Exactly reproduce the lines from the one holding "Target: horizontal wood rail" through the final line of the listing below, with both ends included and nothing else.

--- Material supplied Enclosed Below ---

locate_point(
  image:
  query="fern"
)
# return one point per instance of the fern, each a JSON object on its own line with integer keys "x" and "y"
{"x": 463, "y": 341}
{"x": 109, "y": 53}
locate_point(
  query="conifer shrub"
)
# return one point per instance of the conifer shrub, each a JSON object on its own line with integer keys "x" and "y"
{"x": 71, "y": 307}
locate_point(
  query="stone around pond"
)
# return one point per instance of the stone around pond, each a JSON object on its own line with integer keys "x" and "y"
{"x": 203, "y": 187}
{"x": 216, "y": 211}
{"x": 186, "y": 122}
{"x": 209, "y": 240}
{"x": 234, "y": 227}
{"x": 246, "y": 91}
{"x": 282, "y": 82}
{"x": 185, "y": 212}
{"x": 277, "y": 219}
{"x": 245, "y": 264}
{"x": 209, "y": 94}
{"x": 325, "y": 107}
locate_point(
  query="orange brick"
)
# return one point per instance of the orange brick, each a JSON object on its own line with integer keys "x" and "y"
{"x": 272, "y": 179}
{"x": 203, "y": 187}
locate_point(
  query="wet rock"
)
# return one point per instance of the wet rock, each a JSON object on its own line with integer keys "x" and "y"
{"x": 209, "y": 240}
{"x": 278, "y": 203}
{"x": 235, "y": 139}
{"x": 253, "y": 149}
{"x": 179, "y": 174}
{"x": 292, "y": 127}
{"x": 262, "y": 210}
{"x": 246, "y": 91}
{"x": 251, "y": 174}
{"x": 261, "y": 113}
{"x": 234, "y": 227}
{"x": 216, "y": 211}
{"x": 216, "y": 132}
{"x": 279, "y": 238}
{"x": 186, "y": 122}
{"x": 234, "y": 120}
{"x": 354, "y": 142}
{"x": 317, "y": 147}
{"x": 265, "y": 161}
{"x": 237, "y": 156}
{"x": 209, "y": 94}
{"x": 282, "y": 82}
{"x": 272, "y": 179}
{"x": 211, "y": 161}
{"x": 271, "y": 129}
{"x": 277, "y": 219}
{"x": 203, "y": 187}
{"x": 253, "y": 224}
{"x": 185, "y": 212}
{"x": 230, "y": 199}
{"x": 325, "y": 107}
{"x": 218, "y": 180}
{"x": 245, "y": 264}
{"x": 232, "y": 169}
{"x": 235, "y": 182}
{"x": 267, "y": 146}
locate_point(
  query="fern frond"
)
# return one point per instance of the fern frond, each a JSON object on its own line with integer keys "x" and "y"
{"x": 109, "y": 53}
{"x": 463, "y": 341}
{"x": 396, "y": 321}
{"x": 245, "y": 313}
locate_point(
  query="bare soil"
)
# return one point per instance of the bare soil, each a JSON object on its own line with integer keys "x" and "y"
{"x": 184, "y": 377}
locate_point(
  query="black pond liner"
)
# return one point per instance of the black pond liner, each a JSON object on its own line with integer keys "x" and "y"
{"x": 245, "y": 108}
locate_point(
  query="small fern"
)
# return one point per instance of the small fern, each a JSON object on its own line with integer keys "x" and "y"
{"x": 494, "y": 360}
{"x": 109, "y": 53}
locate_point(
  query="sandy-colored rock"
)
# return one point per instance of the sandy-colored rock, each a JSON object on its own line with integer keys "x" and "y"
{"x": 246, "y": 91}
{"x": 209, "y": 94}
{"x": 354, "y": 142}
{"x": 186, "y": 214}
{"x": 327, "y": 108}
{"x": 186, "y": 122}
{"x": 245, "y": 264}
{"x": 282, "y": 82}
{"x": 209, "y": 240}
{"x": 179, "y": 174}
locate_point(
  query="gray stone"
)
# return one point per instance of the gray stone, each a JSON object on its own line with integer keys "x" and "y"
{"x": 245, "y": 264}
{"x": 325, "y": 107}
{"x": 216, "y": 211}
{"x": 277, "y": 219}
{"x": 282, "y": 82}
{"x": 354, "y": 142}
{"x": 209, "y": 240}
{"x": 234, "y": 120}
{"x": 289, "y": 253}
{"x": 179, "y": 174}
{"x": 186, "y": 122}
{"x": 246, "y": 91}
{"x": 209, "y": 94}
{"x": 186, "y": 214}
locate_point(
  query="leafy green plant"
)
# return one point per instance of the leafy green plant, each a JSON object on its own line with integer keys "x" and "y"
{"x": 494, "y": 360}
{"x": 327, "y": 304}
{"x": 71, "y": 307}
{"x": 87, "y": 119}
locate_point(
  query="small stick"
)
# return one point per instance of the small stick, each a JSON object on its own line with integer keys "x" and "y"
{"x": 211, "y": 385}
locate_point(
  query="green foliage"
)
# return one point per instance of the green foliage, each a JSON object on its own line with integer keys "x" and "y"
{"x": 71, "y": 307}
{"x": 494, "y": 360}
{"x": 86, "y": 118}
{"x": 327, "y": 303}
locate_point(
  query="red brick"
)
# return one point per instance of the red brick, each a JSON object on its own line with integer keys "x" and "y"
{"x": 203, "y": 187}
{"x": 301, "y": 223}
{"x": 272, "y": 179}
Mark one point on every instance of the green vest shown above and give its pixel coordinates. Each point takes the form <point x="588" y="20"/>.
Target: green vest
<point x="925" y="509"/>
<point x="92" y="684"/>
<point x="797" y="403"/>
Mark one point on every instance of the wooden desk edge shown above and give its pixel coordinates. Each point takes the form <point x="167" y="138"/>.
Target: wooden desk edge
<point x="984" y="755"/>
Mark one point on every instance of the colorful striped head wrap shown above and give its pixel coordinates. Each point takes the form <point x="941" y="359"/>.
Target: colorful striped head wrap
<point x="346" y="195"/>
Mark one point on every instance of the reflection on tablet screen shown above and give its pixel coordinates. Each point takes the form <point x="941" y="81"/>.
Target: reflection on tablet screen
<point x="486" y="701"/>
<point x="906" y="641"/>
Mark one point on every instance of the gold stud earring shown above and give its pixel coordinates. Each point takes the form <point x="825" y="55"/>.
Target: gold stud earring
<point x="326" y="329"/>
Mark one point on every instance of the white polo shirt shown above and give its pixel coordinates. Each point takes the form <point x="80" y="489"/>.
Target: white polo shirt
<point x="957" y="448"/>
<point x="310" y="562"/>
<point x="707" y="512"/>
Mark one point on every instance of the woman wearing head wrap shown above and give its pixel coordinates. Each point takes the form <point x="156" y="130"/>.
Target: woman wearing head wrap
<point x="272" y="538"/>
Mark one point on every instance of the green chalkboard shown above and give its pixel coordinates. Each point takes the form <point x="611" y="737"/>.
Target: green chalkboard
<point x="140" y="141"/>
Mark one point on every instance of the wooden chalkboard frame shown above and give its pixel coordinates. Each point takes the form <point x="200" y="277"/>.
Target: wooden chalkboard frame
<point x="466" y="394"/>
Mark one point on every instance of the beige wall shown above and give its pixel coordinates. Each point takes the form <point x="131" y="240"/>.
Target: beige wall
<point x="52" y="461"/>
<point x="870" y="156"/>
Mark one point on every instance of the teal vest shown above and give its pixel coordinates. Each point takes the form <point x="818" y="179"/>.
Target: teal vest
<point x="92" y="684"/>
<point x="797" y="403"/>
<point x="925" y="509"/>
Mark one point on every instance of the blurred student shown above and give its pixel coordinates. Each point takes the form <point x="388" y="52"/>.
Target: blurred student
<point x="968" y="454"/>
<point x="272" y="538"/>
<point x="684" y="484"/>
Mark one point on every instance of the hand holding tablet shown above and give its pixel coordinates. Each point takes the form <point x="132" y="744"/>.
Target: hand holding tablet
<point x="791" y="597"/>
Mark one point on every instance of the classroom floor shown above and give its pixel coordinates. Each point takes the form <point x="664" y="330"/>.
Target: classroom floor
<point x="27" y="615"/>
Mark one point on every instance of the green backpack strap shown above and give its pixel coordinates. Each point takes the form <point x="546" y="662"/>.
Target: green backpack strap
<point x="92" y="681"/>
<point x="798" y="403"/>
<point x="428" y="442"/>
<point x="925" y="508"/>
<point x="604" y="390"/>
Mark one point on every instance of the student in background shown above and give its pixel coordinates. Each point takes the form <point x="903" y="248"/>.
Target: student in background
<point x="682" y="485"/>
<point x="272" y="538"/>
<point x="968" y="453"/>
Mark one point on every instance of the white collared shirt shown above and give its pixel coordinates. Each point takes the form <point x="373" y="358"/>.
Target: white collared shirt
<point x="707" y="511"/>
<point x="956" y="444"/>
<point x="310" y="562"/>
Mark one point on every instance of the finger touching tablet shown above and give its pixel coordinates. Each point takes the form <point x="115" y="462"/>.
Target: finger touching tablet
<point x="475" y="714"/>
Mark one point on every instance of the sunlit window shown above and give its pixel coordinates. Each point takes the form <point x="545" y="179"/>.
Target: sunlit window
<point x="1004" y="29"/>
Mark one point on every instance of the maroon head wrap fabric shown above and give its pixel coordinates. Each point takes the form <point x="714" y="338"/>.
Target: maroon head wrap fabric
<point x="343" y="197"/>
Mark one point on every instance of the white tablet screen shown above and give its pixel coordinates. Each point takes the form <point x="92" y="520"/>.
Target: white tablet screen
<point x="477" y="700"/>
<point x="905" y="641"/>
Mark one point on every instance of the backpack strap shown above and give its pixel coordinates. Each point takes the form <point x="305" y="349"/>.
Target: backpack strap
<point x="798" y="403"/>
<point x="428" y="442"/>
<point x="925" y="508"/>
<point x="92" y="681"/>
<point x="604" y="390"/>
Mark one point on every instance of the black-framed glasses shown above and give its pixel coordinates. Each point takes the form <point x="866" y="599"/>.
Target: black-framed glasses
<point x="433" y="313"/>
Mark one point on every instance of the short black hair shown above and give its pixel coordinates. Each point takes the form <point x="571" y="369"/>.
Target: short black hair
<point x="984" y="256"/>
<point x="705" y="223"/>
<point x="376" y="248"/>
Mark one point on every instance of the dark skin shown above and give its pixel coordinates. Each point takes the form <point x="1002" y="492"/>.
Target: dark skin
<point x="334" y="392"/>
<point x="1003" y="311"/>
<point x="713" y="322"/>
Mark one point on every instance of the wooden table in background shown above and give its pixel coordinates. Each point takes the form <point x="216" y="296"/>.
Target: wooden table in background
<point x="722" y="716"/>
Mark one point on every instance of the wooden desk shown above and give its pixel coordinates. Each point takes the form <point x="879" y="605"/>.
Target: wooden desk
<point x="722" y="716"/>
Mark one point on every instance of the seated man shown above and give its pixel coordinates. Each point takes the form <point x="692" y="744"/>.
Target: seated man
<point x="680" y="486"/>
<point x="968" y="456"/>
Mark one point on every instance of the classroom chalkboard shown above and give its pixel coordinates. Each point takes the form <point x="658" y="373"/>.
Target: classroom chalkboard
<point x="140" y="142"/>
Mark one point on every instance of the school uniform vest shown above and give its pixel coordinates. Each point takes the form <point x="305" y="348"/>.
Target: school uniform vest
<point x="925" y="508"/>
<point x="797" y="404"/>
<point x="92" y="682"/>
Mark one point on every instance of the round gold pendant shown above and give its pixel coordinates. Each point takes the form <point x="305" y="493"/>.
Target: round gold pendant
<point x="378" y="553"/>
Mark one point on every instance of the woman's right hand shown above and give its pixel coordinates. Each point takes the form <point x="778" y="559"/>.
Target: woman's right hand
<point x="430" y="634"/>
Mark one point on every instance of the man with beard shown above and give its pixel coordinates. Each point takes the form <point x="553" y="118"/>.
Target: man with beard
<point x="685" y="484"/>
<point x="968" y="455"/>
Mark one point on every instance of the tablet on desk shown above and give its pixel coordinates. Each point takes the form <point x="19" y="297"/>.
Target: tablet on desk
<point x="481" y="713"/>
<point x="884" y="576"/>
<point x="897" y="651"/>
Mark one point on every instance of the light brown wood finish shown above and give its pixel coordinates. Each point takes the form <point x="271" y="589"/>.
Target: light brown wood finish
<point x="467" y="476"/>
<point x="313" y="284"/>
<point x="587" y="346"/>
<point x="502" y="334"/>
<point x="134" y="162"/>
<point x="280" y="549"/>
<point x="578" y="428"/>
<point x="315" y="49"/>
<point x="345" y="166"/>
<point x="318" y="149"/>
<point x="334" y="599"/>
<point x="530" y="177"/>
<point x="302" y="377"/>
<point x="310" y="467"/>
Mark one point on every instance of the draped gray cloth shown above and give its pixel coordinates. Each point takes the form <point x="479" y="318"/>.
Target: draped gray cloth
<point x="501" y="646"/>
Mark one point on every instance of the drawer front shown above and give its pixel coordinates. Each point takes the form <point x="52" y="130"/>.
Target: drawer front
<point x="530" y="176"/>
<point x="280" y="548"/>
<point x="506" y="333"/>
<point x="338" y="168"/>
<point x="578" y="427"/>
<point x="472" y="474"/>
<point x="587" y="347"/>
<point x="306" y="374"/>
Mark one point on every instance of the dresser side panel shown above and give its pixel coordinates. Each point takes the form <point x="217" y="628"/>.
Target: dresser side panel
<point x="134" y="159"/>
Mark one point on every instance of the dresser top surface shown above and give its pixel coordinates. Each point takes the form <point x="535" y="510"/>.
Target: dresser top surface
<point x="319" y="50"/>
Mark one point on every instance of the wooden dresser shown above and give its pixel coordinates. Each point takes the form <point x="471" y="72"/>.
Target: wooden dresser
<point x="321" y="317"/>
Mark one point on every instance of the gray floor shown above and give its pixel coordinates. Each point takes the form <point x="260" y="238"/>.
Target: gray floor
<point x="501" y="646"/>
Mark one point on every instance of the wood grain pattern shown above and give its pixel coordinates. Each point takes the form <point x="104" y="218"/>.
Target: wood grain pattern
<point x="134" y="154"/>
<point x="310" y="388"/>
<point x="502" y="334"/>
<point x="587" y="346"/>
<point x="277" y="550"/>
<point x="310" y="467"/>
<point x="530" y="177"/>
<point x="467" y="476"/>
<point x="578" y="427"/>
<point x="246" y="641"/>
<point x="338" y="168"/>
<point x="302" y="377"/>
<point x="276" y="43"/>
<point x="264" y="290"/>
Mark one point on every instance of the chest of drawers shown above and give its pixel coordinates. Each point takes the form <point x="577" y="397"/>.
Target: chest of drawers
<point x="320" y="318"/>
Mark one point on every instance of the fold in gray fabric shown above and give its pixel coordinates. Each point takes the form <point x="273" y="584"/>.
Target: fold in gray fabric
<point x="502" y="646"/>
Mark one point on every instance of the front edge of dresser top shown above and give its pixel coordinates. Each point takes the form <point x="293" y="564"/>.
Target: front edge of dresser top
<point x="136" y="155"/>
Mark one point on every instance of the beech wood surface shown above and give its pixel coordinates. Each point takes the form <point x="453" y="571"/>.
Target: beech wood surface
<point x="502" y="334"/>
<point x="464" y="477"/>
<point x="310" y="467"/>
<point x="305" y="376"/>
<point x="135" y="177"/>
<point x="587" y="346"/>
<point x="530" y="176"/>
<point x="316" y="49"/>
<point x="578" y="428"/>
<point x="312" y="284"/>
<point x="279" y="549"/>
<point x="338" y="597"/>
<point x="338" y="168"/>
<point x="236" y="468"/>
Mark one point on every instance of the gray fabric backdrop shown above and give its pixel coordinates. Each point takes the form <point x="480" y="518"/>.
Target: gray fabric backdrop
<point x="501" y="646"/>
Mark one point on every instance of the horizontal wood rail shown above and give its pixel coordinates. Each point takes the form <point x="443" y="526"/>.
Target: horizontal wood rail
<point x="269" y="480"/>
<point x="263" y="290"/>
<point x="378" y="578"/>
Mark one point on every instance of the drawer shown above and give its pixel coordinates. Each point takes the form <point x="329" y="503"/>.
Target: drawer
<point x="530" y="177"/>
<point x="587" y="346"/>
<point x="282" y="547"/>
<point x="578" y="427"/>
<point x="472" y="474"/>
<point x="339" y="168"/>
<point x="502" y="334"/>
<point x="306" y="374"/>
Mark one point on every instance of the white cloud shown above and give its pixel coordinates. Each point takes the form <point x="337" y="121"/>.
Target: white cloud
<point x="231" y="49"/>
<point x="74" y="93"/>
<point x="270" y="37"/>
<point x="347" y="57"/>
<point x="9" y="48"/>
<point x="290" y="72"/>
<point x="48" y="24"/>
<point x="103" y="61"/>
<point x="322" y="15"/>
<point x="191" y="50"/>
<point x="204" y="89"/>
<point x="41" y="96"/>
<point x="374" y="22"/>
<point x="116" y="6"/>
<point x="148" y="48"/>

--- End of Enclosed Material supplied ---

→ **Task response**
Target: horizontal wood rail
<point x="269" y="480"/>
<point x="263" y="290"/>
<point x="378" y="578"/>
Mark one point on every instance of the drawer shown above and give its pixel coordinates. Each point takes the form <point x="329" y="503"/>.
Target: drawer
<point x="530" y="177"/>
<point x="587" y="346"/>
<point x="282" y="547"/>
<point x="578" y="427"/>
<point x="472" y="474"/>
<point x="339" y="168"/>
<point x="502" y="334"/>
<point x="306" y="374"/>
Mark one point on every instance of the white cloud shown above and give its pixel coordinates. Each point takes the form <point x="337" y="121"/>.
Target: white cloud
<point x="231" y="49"/>
<point x="74" y="93"/>
<point x="270" y="37"/>
<point x="347" y="57"/>
<point x="9" y="48"/>
<point x="290" y="72"/>
<point x="48" y="24"/>
<point x="103" y="61"/>
<point x="322" y="15"/>
<point x="191" y="50"/>
<point x="204" y="89"/>
<point x="41" y="96"/>
<point x="374" y="22"/>
<point x="116" y="6"/>
<point x="148" y="48"/>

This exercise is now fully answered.